Coordinate labeling data:
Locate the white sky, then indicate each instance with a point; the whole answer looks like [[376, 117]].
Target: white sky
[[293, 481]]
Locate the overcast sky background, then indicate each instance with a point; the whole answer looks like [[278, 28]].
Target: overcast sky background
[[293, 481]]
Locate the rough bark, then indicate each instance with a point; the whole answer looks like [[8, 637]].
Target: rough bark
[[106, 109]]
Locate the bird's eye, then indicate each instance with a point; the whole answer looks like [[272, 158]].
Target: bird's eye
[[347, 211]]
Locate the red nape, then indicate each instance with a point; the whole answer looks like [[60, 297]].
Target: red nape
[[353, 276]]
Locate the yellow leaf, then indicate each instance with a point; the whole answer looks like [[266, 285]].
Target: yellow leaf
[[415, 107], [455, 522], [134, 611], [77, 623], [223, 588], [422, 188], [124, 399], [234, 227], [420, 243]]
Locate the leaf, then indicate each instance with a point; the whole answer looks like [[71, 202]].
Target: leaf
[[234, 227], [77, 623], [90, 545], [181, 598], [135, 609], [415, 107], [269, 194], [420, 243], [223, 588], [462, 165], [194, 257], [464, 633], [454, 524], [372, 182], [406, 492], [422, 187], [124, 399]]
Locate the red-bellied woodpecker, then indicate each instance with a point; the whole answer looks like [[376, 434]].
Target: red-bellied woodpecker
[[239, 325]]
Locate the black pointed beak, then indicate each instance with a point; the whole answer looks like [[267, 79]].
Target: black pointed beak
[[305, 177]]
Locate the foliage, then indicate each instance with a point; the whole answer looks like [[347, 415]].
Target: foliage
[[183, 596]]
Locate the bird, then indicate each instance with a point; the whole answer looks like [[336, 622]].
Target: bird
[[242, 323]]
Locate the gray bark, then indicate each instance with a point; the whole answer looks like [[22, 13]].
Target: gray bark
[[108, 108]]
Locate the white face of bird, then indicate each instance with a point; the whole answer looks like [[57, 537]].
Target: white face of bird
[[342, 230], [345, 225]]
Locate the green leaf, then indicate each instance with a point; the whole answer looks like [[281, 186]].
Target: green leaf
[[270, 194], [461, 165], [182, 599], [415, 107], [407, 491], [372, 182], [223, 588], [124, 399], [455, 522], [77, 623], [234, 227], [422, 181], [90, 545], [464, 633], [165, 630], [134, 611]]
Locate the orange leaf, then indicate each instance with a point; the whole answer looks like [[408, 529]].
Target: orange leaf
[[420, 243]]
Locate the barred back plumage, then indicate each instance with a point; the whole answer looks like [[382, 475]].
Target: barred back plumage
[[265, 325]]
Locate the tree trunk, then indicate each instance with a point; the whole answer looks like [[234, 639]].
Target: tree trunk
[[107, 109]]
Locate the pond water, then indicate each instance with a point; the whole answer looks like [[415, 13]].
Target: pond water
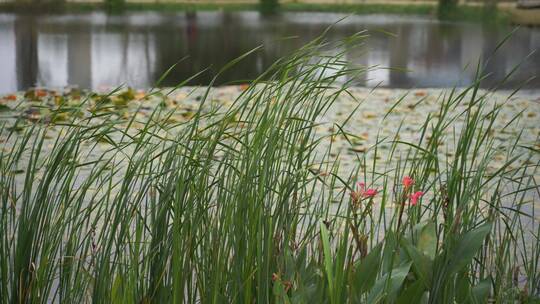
[[96, 50]]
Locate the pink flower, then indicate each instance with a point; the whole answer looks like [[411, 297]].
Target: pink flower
[[415, 197], [407, 181]]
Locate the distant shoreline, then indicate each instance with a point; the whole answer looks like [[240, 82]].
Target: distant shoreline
[[470, 12]]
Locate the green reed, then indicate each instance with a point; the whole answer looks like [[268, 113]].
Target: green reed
[[241, 205]]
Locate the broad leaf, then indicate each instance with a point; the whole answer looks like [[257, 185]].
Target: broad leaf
[[389, 286], [467, 247], [427, 240]]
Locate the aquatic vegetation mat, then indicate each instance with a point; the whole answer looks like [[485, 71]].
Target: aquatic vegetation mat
[[286, 190]]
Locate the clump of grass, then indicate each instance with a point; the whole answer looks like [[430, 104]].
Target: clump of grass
[[246, 204]]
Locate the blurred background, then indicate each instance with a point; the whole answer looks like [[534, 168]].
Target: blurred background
[[411, 44]]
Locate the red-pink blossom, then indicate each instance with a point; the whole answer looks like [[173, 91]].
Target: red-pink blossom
[[415, 197], [407, 181]]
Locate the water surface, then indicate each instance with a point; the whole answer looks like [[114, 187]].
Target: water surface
[[97, 50]]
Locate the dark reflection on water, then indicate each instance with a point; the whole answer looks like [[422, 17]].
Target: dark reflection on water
[[96, 50]]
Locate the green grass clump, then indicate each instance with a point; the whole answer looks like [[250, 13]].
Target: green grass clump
[[245, 204]]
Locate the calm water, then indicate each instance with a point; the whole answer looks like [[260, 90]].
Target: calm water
[[96, 50]]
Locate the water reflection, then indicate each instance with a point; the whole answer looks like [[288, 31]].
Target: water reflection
[[96, 50]]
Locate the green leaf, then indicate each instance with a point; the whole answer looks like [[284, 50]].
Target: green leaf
[[327, 260], [480, 292], [381, 290], [422, 264], [427, 241], [413, 293], [117, 293], [365, 271], [467, 247]]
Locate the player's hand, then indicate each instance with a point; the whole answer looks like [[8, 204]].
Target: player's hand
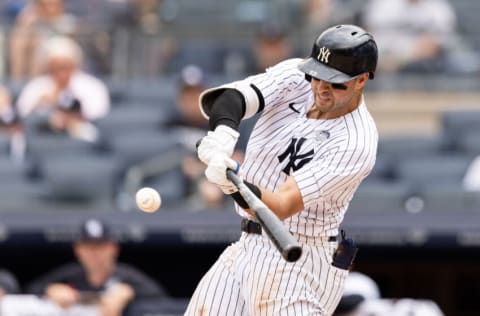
[[222, 140], [216, 172]]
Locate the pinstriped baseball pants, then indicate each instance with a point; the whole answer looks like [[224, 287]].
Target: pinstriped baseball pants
[[251, 278]]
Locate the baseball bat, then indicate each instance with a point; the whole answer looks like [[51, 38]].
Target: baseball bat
[[276, 231]]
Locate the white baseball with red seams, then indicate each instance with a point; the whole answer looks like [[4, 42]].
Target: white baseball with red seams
[[148, 200]]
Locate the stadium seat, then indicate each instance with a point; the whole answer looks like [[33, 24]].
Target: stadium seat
[[380, 196], [75, 178], [455, 124], [131, 146], [444, 197], [434, 169], [409, 145]]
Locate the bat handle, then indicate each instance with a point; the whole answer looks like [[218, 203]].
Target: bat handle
[[289, 248]]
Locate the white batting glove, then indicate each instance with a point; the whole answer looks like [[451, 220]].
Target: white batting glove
[[216, 172], [222, 140]]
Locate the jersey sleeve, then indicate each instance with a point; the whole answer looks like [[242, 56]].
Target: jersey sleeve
[[280, 83], [264, 90]]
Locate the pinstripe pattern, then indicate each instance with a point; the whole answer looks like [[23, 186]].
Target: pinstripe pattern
[[250, 277]]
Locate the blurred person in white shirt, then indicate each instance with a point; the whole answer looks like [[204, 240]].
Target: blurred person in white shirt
[[70, 98]]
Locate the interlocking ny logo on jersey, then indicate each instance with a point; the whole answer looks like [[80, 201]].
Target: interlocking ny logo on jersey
[[323, 55], [295, 159]]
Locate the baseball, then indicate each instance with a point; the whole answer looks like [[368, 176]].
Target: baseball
[[148, 200]]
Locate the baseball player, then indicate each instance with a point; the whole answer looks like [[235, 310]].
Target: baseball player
[[313, 144]]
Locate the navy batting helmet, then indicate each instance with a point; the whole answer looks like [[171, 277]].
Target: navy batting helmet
[[340, 54]]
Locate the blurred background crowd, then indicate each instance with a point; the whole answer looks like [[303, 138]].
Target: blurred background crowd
[[100, 97]]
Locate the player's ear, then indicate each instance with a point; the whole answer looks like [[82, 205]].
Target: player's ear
[[361, 81]]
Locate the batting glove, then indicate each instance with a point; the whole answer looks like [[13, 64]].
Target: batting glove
[[216, 172], [222, 140]]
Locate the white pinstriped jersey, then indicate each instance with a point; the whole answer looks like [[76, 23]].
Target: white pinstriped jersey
[[328, 158]]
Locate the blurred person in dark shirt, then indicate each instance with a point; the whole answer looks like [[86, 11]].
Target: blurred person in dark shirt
[[11, 125], [97, 276], [38, 21], [8, 283]]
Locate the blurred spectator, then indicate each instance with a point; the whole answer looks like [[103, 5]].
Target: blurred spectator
[[148, 51], [271, 45], [359, 287], [8, 283], [191, 125], [143, 15], [97, 277], [11, 124], [37, 22], [66, 96], [415, 35]]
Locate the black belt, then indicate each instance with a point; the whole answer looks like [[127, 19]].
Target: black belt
[[251, 227]]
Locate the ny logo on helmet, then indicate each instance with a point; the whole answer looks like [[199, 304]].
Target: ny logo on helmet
[[323, 55]]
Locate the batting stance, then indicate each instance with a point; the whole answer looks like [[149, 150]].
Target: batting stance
[[313, 144]]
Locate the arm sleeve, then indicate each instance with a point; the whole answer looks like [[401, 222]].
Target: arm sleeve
[[228, 109]]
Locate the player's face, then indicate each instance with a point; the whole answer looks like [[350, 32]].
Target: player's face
[[97, 257], [334, 100]]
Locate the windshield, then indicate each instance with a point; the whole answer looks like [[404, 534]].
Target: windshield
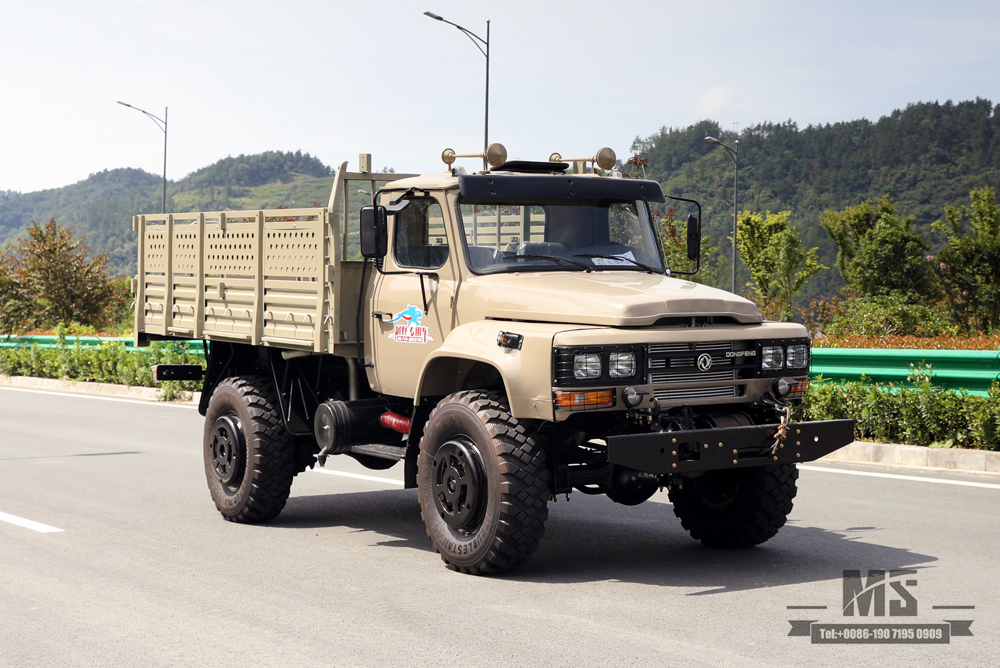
[[589, 236]]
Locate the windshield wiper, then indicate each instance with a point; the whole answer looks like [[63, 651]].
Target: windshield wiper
[[554, 258], [620, 257]]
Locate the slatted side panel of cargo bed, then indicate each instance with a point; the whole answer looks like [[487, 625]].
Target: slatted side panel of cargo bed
[[293, 268], [248, 276]]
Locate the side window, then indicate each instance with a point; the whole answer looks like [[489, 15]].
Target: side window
[[419, 238]]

| Directions for this task |
Please retype the part of the data that opens with the line containing "Locate the water surface, then" and closes with the line containing "[[245, 204]]", both lines included, reproducing each line character for character.

| Expected output |
Locate the water surface, then indicate each instance with a point; the whole answer looks like [[114, 187]].
Target: water surface
[[97, 50]]
Locate the dark reflection on water, then indicate each instance with a point; the whole answer looks like [[422, 17]].
Target: dark reflection on water
[[96, 50]]
Locate the green grass clump, then indicate each instance with a point; the whole answer looks like [[250, 13]].
Target: green grass clump
[[245, 204]]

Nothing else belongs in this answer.